**REQUIREMENT**
Print the carbon footprint article word for word, between "Sustainability is a" and "the GHG protocol.", inclusive.

**PROVIDED PASSAGE**
..........

By Nathalie Ieong, Operation Manager at TERAO Asia

Gaspard Lemoine-Scelles – Business Development Manager at TERAO Asia


Sustainability is a growing concern for governments, corporations, and civil society. Leading economies such as China and the European Union have announced ambitious carbon neutrality targets and climate change action plans.

 

At the corporate level, more and more organizations – large companies and SMEs – have strengthened their corporate social responsibility guidelines by setting up clear improvement goals for sustainability, including carbon reduction & carbon neutrality plans. These objectives are becoming a reality with short-term targets.

 

This article aims to provide a comprehensive explanation of carbon footprint, how to calculate it, and how to set up an action plan toward reduction & neutrality.


Methodology Introduction

The carbon footprint can be evaluated using the GHG protocol.


What is GHG protocol?

..........

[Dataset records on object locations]
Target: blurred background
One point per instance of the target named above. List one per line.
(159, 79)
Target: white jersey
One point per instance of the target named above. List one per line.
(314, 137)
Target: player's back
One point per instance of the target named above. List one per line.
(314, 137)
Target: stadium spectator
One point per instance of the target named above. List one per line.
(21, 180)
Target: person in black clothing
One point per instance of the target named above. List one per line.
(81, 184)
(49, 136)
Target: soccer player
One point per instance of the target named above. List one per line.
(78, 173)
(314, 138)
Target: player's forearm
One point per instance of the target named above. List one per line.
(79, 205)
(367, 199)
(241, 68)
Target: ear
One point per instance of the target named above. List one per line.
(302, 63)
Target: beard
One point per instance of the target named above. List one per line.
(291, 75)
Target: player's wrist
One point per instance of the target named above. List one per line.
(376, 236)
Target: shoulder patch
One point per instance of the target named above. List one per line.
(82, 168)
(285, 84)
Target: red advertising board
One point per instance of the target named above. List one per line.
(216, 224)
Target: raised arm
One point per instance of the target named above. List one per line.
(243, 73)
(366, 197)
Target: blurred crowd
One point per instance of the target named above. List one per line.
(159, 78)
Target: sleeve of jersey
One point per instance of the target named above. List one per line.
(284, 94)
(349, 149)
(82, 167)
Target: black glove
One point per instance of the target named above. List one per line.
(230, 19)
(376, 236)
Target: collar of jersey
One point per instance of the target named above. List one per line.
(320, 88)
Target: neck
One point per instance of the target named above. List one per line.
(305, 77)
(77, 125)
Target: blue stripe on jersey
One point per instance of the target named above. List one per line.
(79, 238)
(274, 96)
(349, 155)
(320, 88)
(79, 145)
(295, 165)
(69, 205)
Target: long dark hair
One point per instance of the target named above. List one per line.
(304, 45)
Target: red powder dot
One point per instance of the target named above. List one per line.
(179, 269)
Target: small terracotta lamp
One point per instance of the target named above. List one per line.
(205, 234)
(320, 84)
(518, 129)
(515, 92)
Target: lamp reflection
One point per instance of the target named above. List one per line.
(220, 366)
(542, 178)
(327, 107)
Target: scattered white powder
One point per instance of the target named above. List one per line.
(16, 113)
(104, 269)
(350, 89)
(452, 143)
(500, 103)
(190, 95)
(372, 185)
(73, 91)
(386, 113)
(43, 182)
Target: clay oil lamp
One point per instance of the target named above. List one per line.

..........

**ANSWER FOR THE TASK**
Sustainability is a growing concern for governments, corporations, and civil society. Leading economies such as China and the European Union have announced ambitious carbon neutrality targets and climate change action plans.

 

At the corporate level, more and more organizations – large companies and SMEs – have strengthened their corporate social responsibility guidelines by setting up clear improvement goals for sustainability, including carbon reduction & carbon neutrality plans. These objectives are becoming a reality with short-term targets.

 

This article aims to provide a comprehensive explanation of carbon footprint, how to calculate it, and how to set up an action plan toward reduction & neutrality.


Methodology Introduction

The carbon footprint can be evaluated using the GHG protocol.